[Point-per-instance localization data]
▼
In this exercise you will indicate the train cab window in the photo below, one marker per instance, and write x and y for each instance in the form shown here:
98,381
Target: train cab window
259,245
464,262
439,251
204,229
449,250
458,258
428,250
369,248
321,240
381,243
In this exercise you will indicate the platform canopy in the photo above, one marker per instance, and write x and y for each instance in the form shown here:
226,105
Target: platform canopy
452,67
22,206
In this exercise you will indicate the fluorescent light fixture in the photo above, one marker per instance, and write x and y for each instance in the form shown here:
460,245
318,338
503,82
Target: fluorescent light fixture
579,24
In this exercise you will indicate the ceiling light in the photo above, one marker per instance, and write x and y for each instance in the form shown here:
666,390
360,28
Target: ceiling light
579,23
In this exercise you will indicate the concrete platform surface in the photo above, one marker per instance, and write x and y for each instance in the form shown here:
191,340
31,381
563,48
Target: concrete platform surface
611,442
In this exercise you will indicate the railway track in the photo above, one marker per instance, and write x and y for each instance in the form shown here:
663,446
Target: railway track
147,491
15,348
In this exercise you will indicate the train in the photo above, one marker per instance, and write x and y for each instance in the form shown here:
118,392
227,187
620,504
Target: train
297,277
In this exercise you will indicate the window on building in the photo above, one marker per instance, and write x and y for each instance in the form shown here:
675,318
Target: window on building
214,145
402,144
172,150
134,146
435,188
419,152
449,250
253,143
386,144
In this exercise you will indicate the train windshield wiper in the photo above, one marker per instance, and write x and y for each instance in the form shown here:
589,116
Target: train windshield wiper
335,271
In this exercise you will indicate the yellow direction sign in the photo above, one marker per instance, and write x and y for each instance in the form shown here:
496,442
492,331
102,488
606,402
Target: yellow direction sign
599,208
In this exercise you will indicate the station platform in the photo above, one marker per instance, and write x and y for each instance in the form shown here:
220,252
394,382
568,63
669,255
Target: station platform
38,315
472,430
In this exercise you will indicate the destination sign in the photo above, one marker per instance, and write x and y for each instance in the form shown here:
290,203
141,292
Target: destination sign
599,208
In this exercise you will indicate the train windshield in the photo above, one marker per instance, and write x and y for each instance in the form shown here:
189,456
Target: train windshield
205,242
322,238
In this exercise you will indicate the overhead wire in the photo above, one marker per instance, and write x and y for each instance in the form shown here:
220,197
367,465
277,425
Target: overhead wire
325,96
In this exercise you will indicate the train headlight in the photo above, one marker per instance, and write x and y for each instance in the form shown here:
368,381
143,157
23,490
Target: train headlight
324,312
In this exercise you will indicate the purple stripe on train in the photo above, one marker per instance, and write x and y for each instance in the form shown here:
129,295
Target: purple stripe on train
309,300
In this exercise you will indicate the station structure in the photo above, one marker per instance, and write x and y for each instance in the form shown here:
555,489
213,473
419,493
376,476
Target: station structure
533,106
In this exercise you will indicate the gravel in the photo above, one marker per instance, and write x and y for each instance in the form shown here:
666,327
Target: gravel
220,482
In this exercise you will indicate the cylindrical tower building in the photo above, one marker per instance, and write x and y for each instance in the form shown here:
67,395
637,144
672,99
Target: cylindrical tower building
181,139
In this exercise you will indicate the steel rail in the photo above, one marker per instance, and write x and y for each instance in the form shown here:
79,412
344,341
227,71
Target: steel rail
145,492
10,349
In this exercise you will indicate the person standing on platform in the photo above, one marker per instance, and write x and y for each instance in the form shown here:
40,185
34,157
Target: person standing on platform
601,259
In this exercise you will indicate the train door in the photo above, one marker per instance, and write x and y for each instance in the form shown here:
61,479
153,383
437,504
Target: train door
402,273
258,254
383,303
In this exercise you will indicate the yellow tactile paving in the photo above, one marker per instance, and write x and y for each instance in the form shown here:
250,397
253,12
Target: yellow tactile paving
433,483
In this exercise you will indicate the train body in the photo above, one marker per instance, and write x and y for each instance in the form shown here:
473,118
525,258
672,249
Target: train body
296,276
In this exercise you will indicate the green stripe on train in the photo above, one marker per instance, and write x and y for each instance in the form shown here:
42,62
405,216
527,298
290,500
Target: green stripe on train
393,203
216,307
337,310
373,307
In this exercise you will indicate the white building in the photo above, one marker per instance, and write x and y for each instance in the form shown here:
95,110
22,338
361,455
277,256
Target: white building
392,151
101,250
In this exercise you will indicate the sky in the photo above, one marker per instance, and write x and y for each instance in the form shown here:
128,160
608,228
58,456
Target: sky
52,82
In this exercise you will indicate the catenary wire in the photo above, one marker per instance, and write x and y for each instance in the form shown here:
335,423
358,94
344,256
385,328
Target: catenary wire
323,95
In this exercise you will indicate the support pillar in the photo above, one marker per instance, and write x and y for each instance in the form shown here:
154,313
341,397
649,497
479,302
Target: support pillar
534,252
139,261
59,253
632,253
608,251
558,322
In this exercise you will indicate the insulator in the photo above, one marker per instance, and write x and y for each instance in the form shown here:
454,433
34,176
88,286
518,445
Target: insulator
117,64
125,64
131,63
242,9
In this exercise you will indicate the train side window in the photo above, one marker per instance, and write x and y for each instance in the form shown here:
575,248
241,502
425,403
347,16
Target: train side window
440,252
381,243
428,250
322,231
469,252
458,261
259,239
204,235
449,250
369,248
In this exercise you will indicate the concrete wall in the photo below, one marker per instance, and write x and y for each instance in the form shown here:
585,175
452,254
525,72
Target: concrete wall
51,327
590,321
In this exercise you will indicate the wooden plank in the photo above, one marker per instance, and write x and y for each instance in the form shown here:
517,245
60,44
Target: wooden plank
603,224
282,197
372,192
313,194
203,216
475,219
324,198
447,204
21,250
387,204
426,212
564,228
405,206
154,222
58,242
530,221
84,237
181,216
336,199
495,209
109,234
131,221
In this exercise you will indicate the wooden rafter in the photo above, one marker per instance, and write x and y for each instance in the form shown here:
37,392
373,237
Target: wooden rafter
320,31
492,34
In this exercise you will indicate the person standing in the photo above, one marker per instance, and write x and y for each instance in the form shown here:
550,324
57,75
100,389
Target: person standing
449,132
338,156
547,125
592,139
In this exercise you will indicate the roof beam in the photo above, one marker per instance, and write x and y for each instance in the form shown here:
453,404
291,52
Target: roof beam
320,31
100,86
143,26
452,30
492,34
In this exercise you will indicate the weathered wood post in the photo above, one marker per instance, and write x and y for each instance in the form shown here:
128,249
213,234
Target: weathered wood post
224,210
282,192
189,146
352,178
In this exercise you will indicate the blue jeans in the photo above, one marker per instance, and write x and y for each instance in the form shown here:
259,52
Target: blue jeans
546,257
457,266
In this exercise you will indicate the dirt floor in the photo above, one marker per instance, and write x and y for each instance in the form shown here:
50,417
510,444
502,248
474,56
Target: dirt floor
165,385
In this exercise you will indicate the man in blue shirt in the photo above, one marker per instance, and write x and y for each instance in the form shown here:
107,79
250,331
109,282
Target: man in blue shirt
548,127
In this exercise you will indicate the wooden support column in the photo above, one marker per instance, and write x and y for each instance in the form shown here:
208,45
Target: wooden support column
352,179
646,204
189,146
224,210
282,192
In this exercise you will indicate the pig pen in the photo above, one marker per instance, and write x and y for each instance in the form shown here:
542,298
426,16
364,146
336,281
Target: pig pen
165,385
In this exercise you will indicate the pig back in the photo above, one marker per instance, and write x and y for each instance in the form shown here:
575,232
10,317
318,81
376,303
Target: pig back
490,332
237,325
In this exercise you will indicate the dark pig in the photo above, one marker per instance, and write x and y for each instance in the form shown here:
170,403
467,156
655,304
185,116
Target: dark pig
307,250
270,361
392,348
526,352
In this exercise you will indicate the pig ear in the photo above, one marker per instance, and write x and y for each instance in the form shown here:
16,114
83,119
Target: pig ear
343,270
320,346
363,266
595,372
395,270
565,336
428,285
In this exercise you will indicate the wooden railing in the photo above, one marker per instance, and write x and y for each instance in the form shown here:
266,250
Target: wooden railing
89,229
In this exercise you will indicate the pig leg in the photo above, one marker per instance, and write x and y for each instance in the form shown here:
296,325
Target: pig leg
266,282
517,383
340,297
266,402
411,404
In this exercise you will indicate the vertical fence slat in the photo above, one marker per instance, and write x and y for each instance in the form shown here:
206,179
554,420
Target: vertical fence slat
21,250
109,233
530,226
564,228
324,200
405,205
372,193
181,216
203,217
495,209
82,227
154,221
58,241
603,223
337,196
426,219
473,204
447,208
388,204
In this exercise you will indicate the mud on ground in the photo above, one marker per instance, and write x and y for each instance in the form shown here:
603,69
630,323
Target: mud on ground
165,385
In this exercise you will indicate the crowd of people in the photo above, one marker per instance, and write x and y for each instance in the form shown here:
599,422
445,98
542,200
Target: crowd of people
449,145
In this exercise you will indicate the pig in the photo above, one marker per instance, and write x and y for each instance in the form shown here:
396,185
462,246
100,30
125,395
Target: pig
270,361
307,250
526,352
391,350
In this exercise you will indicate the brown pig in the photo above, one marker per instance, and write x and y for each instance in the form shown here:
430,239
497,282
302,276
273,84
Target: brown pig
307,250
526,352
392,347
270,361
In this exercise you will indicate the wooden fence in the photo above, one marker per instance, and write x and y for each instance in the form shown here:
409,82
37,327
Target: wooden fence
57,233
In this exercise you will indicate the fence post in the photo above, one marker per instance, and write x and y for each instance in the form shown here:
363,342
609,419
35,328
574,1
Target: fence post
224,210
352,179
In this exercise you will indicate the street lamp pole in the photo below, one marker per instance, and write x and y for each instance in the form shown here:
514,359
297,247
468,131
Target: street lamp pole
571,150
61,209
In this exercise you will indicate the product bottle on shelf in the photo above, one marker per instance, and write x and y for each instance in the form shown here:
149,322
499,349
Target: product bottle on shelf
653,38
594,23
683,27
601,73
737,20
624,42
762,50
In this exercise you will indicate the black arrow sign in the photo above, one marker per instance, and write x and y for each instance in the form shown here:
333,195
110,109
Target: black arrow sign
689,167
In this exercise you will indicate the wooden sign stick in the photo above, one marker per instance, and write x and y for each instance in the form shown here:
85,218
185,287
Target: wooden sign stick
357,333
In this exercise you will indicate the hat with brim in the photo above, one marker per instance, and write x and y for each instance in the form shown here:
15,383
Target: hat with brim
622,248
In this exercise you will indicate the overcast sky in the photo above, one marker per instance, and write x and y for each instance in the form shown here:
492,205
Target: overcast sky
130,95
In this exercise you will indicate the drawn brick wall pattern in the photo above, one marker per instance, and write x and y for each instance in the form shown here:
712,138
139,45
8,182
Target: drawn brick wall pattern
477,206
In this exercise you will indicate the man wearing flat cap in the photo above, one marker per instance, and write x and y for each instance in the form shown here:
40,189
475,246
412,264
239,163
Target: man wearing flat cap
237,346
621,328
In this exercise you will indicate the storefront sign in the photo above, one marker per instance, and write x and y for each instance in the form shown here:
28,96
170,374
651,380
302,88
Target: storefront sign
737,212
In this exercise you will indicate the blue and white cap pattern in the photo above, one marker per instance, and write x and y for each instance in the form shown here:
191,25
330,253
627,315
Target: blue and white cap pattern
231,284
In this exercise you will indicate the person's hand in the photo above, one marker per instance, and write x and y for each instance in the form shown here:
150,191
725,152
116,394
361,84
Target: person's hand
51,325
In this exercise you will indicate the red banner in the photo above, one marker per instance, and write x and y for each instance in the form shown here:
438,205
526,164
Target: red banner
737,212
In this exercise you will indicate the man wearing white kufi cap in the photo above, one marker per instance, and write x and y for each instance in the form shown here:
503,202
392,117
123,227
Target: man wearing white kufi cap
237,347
▲
• TASK BRIEF: The count of lines in the records above holding the word "below" should be reported as a number, with nothing added.

• TASK SOLUTION: 3